>>>>>

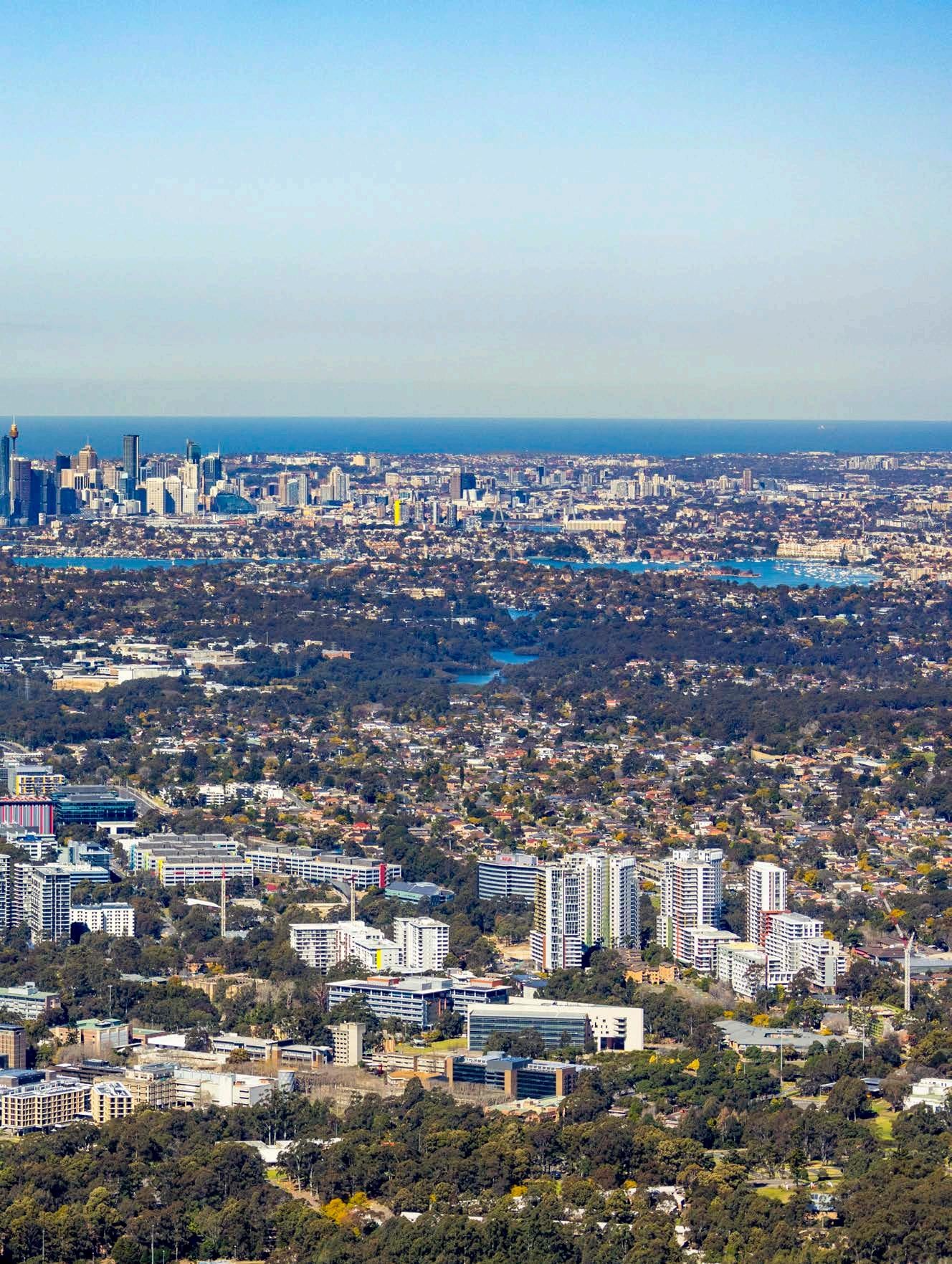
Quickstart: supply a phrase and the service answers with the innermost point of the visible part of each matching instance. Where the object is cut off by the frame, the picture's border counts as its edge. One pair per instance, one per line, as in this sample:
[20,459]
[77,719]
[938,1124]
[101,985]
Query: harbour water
[508,657]
[39,437]
[766,573]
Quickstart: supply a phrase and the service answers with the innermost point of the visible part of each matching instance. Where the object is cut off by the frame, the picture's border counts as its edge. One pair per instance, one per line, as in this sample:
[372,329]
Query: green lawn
[882,1124]
[776,1194]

<<<<<

PROBLEM DETAILS
Copy each item above word for word, and leave out the pictures.

TASK OUTPUT
Quickstart: supply a phrase and the service answers with the innermost point of the visible part of each matching instance. Where the object is cut off by the frame, the picture's border counts as its edge. One pair per instance, one per line, as in this sample:
[20,459]
[77,719]
[938,1124]
[101,985]
Query: harbour water
[508,657]
[39,437]
[766,573]
Quickstart: supply a phrase and the service answers with the innermost point of the visible part of each matching instance. Where the object is cut off by the frame, the picture's border counts as its edge. One pair per instance, one per line, as in this sample:
[372,329]
Query: green lawn
[882,1124]
[776,1194]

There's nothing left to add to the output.